TEXT SEGMENT:
══════════════════════════════
4

I have clustered a large dataset and found 6 clusters I am interested in analyzing more in depth.

I found the clusters using hclust with "ward.D" method, and I would like to know whether there is a way to get "sub-trees" from hclust/dendrogram objects.

For example

library(gplots)
library(dendextend)

data <- iris[,1:4]
distance <- dist(data, method = "euclidean", diag = FALSE, upper = FALSE)
hc <- hclust(distance, method = 'ward.D')
dnd <- as.dendrogram(hc)
plot(dnd) # to decide the number of clusters
clusters <- cutree(dnd, k = 6)

I used cutree to get the labels for each of the rows in my dataset.

I know I can get the data for each corresponding cluster (cluster 1 for example) with:

c1_data = data[clusters == 1,]

Is there any easy way to get the subtrees for each corresponding label as returned by dendextend::cutree? For example, say I am interesting in getting the

I know I can access the branches of the dendrogram doing something like

subtree <- dnd[[1]][[2]

but how I can get exactly the subtree corresponding to cluster 1?

I have tried

dnd[clusters == 1]

but this of course doesn't work. So how can I get the subtree based on the labels returned by cutree?

lucacerone
  • 9,859
  • 13
  • 52
  • 80

3 Answers3

4

================= UPDATED answer

This can now be solved using the get_subdendrograms from dendextend.

# needed packages:
# install.packages(gplots)
# install.packages(viridis)
# install.packages(devtools)
# devtools::install_github('talgalili/dendextend') # dendextend from github

# define dendrogram object to play with:
dend <- iris[,-5] %>% dist %>% hclust %>% as.dendrogram %>%  set("labels_to_character") %>% color_branches(k=5)
dend_list <- get_subdendrograms(dend, 5)
══════════════════════════════
Continue the forum thread above on extracting subtrees from an R dendrogram, starting right after its last line.
══════════════════════════════
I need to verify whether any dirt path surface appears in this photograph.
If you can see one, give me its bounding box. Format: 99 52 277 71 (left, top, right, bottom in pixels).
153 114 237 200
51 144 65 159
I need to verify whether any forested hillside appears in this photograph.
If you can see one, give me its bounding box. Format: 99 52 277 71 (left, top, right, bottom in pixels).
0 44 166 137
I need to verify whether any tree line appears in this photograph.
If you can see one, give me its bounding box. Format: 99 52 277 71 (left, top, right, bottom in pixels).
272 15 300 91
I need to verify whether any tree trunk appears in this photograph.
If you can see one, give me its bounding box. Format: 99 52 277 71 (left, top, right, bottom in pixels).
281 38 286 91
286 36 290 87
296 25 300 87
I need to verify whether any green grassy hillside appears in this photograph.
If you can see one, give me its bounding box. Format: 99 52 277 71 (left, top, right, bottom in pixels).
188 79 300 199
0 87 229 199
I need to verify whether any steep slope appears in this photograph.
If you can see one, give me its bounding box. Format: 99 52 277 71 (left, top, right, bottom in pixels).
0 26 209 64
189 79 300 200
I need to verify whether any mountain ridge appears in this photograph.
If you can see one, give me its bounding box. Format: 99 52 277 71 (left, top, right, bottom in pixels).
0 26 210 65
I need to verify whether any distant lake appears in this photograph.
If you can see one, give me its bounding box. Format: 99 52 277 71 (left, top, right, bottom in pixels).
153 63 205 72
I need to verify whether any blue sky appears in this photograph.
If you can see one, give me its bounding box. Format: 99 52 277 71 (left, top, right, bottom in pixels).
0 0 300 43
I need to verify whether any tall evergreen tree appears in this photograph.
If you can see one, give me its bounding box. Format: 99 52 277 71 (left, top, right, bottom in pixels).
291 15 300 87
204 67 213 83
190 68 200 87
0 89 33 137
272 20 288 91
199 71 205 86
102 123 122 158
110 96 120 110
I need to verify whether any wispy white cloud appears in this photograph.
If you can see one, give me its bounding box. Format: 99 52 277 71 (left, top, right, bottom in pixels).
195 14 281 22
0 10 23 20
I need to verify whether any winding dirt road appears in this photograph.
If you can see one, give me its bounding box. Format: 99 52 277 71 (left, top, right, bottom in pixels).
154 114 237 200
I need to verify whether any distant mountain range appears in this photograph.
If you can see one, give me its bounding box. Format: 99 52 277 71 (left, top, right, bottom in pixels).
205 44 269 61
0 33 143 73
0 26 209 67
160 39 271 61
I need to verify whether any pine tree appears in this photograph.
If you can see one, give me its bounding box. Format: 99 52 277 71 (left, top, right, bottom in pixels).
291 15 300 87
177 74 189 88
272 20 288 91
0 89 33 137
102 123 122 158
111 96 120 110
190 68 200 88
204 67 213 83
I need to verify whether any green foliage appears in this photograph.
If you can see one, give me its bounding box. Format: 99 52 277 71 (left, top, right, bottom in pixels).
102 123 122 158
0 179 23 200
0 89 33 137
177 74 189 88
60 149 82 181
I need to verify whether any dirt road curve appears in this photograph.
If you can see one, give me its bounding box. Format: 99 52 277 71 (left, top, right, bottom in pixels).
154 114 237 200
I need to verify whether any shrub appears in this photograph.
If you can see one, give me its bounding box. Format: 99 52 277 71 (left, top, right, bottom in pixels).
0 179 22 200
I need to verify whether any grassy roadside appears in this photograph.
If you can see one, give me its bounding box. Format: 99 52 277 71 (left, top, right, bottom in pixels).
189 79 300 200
══════════════════════════════
RESPONSE:
# Plotting the result
par(mfrow = c(2,3))
plot(dend, main = "Original dendrogram")
sapply(dend_list, plot)

enter image description here

This can also be used within a heatmap:

# plot a heatmap of only one of the sub dendrograms
par(mfrow = c(1,1))
library(gplots)
sub_dend <- dend_list[[1]] # get the sub dendrogram
# make sure of the size of the dend
nleaves(sub_dend)
length(order.dendrogram(sub_dend))
# get the subset of the data
subset_iris <- as.matrix(iris[order.dendrogram(sub_dend),-5])
# update the dendrogram's internal order so to not cause an error in heatmap.2
order.dendrogram(sub_dend) <- rank(order.dendrogram(sub_dend))
heatmap.2(subset_iris, Rowv = sub_dend, trace = "none", col = viridis::viridis(100))

enter image description here

================= OLDER answer

I think what can be helpful for you are these two functions:

The first one just iterates through all clusters and extracts substructure. It requires:

  • the dendrogram object from which we want to get the subdendrograms
  • the clusters labels (e.g. returned by cutree)

Returns a list of subdendrograms.

extractDendrograms <- function(dendr, clusters){
    lapply(unique(clusters), function(clust.id){
        getSubDendrogram(dendr, which(clusters==clust.id))
    })
}

The second one performs a depth-first search to determine in which subtree the cluster exists and if it matches the full cluster returns it. Here, we use the assumption that all elements of a cluster are in one subtress. It requires:

  • the dendrogram object
  • positions of the elements in cluster

Returns a subdendrograms corresponding to the cluster of given elements.

getSubDendrogram<-function(dendr, my.clust){
    if(all(unlist(dendr) %in% my.clust))
        return(dendr)
    if(any(unlist(dendr[[1]]) %in% my.clust ))
        return(getSubDendrogram(dendr[[1]], my.clust))
    else 
        return(getSubDendrogram(dendr[[2]], my.clust))
}

Using these two functions we can use the variables you have provided in the question and get the following output. (I think the line clusters <- cutree(dnd, k = 6) should be clusters <- cutree(hc, k = 6) )

my.sub.dendrograms <- extractDendrograms(dnd, clusters)

plotting all six elements from the list gives all subdendrograms

enter image description here

EDIT

As suggested in the comment, I add a function that as an input takes a dendrogram dend and the number of subtrees k, but it still uses the previously defined, recursive function getSubDendrogram:

prune_cutree_to_dendlist <- function(dend, k, order_clusters_as_data=FALSE) {
    clusters <- cutree(dend, k, order_clusters_as_data)
    lapply(unique(clusters), function(clust.id){    
        getSubDendrogram(dend, which(clusters==clust.id))
    })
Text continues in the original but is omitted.